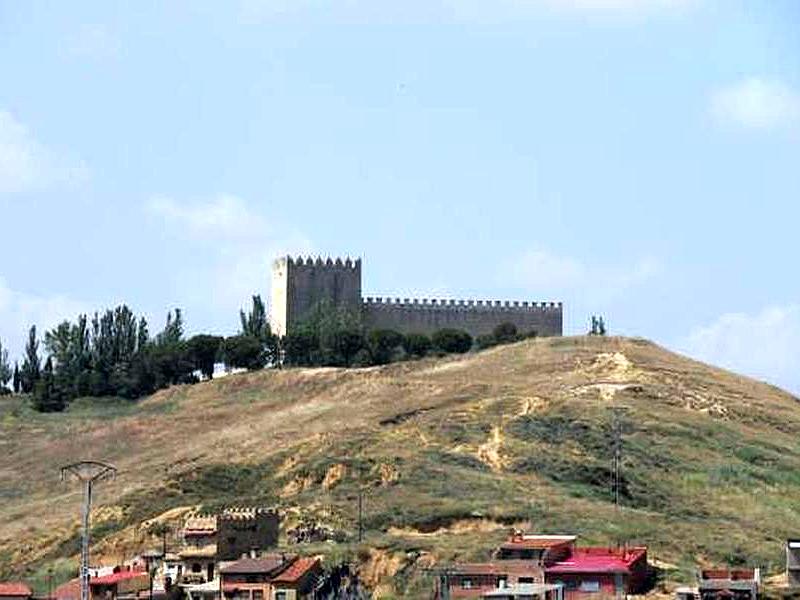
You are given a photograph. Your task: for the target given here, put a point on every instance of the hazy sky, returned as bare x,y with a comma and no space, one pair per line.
638,159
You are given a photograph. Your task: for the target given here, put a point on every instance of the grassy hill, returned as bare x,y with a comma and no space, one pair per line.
451,452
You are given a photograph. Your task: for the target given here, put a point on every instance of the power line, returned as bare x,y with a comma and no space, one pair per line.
616,446
88,472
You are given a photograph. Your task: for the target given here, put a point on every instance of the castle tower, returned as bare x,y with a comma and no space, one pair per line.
300,284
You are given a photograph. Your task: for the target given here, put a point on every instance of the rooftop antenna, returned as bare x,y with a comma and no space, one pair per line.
88,472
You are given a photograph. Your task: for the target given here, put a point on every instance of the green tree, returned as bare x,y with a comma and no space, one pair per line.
49,394
244,351
203,351
452,340
31,365
417,344
17,381
173,330
255,323
5,368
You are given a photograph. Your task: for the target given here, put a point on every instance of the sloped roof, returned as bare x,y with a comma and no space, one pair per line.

Assignment:
Exact retyping is needed for the line with "of the castle" and for each line after it through the end of the listing above; no other lines belong.

Exercise answer:
You are given a photograph. Your task: for the target given here, put a point on every instance of the castle tower, returned as bare x,y with a comma and no space, one pair per line.
300,284
You are given a photograph. Your task: for the target given here, put a point on every instance of the rooftop antenna, returned as bare x,y with a comma and no space, one pair per line.
88,472
You are given a photograph. Your task: for the target given here, put a point on every instance of the green tree, returned as bare x,y with a comma and no space, one pair per line.
49,394
244,351
203,351
452,340
31,365
417,344
17,381
173,330
255,323
5,368
You are given a photograph. Your task: for the target given here, put a point on every instance of the sloped roof, returned as bare x,y with a comma and no space, one pair per line.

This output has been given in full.